:: REQUIREMENT ::
Please copy the records below exactly as they appear, line for line.

:: RECORD SET ::
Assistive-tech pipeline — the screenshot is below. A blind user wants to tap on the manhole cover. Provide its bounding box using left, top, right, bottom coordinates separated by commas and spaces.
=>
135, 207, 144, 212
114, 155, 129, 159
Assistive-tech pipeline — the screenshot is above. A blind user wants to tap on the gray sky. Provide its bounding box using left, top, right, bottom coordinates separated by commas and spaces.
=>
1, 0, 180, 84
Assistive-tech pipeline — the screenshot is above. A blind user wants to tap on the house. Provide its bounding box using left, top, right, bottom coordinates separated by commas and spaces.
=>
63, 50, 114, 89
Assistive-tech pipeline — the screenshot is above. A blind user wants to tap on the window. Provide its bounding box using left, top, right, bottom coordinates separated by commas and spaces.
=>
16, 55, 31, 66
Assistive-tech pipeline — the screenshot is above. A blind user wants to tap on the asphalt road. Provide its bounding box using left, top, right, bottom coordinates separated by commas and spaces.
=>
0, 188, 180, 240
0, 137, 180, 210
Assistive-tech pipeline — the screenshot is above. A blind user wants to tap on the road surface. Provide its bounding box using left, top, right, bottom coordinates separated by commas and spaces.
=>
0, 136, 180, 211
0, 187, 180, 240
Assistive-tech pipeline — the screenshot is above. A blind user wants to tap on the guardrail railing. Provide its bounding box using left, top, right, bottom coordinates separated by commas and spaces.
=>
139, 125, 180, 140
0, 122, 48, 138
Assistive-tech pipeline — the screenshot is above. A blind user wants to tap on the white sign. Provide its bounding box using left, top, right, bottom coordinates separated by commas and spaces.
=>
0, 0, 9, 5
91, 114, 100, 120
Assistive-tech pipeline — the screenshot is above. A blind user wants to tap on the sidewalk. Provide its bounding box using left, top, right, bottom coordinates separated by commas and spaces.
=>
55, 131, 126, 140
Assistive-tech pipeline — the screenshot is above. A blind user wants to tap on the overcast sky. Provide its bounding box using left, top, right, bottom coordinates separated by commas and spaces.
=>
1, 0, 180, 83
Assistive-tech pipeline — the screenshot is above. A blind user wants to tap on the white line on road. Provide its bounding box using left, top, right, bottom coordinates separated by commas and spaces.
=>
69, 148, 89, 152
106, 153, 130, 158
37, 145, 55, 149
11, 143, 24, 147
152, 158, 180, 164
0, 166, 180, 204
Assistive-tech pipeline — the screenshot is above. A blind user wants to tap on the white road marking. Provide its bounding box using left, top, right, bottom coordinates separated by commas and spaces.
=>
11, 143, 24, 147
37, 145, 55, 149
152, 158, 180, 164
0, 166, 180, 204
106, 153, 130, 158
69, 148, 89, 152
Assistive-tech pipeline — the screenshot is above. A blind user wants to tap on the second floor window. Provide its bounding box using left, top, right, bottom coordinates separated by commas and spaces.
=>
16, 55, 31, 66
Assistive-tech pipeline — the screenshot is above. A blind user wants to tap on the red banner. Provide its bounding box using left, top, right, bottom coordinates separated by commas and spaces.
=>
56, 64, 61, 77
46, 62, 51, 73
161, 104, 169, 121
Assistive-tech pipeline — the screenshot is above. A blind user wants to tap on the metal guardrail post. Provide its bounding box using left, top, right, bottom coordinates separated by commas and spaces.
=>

:: OUTPUT OF THE TASK ::
Assistive-tech pipeline — the screenshot is below. A blind user wants to tap on the manhole cover. Provide its bounding box using left, top, right, bottom coordinates separated by commas and spaces.
=>
135, 207, 144, 212
114, 155, 129, 159
Assistive-tech pipeline — the screenshot is above. A blind user wants to tap on the gray sky. Provide its bounding box using left, top, right, bottom coordinates separated by commas and spaces.
=>
1, 0, 180, 84
Assistive-tech pipeline — the screenshot is above. A blind user wants to tap on the house. Provide its bounding box using left, top, right, bottom coordinates separated by commas and spaces.
=>
63, 50, 114, 89
Assistive-tech pipeline — the screenshot is above. A blind user wants to tap on the window. Provide its bounding box using left, top, right, bottom coordinates separated by commas and spaces.
=>
16, 55, 31, 66
Assistive-tech pipeline — the screenshot is above. A blind user wants to tap on the asphalt road. Provide its bounding box using left, top, right, bottom coordinates separated by commas and spaces.
=>
0, 188, 180, 240
0, 137, 180, 210
Assistive-tech pipeline — the screenshot is above. A blind user wants to tap on the road surface. Provide its bounding box using left, top, right, bottom coordinates separated by commas and spaces.
=>
0, 136, 180, 211
0, 187, 180, 240
Assistive-tech pipeline — the screenshot is above. A blind user wants to tap on the guardrail railing. Provide its bounding box using left, top, right, bottom coordinates separated by commas and spaces.
=>
139, 125, 180, 140
0, 122, 48, 138
Assistive-tech pipeline — the screenshot is above. A blind user wants to tap on the white sign. Provide its bounding box using left, top, right, bottom coordinates separated by commas and spaces.
=>
0, 0, 9, 5
91, 114, 100, 120
Assistive-tech pipeline — the screenshot is above. A blind user wants to tap on the sidewalk. Provide its bounding box using left, top, right, bottom coordinates separated by commas and spaces.
=>
55, 131, 126, 140
Assistive-tech pipeline — the screenshot is above. A blind user wants to tap on the overcast sky. Provide its bounding box using left, top, right, bottom coordinates separated by commas and spaces.
=>
1, 0, 180, 83
Assistive-tech pipeline — the screenshot is above. A blind user wants to tap on the white line on road. Provide its bounding box using left, top, right, bottom coordinates separated by commas and spaces.
=>
69, 148, 89, 152
106, 153, 130, 158
37, 145, 55, 149
11, 143, 24, 147
152, 158, 180, 164
0, 166, 180, 204
Assistive-tech pipeline — the screenshot is above. A blind user wants to tap on the white road marking. Provide its bounding box using left, top, right, bottom coordinates separated by commas and spaces.
=>
11, 143, 24, 147
37, 145, 55, 149
152, 158, 180, 164
0, 166, 180, 204
106, 153, 130, 158
69, 148, 89, 152
Assistive-tech pipeline — the screenshot is above. A blind user wants to tap on the second floor window. Provide its bounding box using left, top, right, bottom coordinates separated by commas and spaces.
=>
16, 55, 31, 66
Assistive-tech pipeline — the screenshot is above. A blind user wants to tap on the red banner. Provide its bounding box using left, top, right, bottom coordinates separated by commas and spaces.
=>
56, 64, 61, 77
46, 62, 51, 73
161, 104, 169, 121
Assistive-tech pipeline — the screenshot is above. A blind user wants to tap on the metal guardrail post. Provide its bounding box using left, top, right, bottom coordinates separated by commas and spaces.
=>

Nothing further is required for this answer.